• **Tekstfragment**:
↓

4. Een naar wettelijk voorschrift opgemaakt proces-verbaal van bevindingen van Politie Noord-Nederland d.d. 20 april 2015, opgenomen op pagina 217 e.v. van voornoemd dossier, inhoudende als relatering van verbalisant:
Camera 1 werd geplaatst met zicht op de voorzijde van het pand aan [straatnaam] te [pleegplaats] .
- 19-12-2014 omstreeks 08:41 uur: Verdachte [verdachte] arriveert in zijn zwarte Mercedes stationwagen. Verdachte [verdachte] parkeert de auto achteruit tegen de roldeur aan. Verdachte [verdachte] gaat naar binnen en komt even later terug met in zijn beide handen twee witte, langwerpige ronde zakken en zet deze in de auto. Hij gaat opnieuw naar binnen om direct daarna weer naar buiten te komen. De genoemde witte zakken op de camerabeelden lijken op een witte zak welke op dinsdag 3 maart 2015 is aangetroffen in het pand aan [straatnaam] te [pleegplaats] . In deze witte zak zaten resten teelaarde. Uit ervaring weet ik dat deze witte zakken veel gebruikt worden om teelaarde afkomstig uit hennepkwekerijen in af te voeren.
5. Een naar wettelijk voorschrift opgemaakt proces-verbaal van bevindingen van Politie Noord-Nederland d.d. 6 maart 2015, opgenomen op pagina 268 e.v. van voornoemd dossier, inhoudende als relatering van verbalisant:
Ik zag dat het pand aan [straatnaam] te [pleegplaats] in zeer slechte staat was en, buiten een aantal goederen welke in het pand stonden opgeslagen, alleen maar diende voor het kweken, opslaan, knippen en alle andere activiteiten van hennep. Alle deuren, gezien vanaf de binnenkomst door de deur aan de voorzijde naast de roldeur, tot en met de deuren van de hennepkwekerij, waren niet op slot. Er was dus een vrije doorgang tot de hennepkwekerij en na de blauwe schuifdeur was een sterke hennepgeur waarneembaar.

↑

• **Beschikbare gegevens**:
↓

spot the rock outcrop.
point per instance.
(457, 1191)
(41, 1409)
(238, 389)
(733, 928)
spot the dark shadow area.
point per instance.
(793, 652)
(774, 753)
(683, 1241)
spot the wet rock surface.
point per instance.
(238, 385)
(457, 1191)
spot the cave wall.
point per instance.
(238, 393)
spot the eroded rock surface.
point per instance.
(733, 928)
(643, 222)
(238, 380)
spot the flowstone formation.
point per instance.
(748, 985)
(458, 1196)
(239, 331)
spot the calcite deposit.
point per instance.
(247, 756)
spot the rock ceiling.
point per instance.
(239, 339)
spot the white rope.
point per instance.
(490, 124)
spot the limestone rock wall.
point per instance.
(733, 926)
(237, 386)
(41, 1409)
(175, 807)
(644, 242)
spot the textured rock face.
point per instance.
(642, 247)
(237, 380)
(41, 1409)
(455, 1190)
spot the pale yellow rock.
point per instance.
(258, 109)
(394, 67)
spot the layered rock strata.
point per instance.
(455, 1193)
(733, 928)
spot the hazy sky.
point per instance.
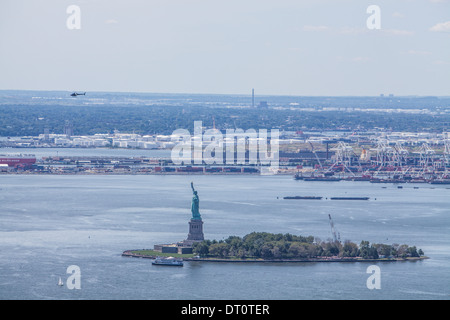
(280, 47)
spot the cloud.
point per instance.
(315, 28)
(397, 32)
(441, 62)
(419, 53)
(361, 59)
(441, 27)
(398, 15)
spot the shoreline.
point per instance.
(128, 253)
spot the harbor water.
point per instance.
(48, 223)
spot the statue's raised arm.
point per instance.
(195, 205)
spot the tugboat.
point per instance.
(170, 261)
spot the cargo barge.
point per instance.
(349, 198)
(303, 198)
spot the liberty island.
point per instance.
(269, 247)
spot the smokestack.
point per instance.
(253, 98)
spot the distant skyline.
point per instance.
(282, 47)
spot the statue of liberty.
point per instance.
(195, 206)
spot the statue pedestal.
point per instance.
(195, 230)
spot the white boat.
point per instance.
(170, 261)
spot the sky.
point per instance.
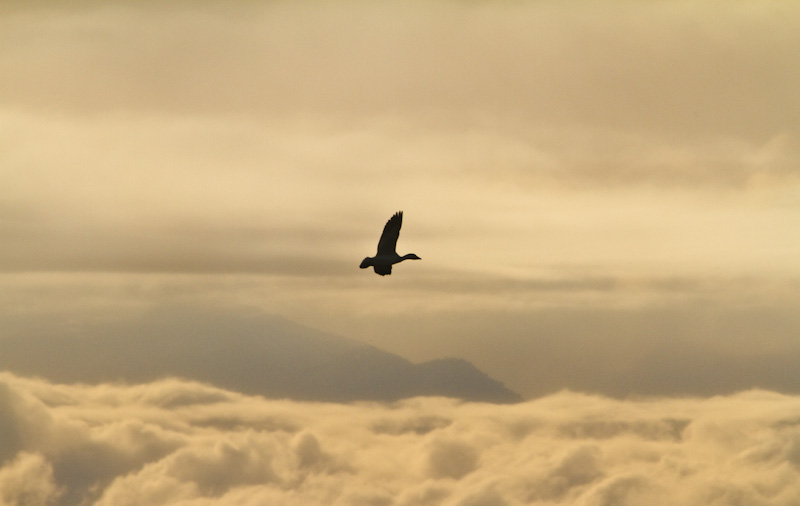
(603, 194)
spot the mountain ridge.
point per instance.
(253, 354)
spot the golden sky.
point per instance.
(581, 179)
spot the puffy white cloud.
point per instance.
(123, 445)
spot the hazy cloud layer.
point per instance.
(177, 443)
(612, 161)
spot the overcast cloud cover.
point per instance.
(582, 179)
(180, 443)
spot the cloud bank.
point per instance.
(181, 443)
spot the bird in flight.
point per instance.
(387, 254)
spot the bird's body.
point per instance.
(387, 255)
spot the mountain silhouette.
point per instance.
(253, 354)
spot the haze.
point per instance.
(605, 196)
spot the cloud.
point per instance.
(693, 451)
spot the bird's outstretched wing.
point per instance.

↑

Geef alsjeblieft aan wat er volgens het tekstfragment in de witte zak zat die op dinsdag 3 maart 2015 in het pand werd aangetroffen. De vermeldingen spelen hierbij geen rol.

• **Antwoord**: Er zaten resten teelaarde in.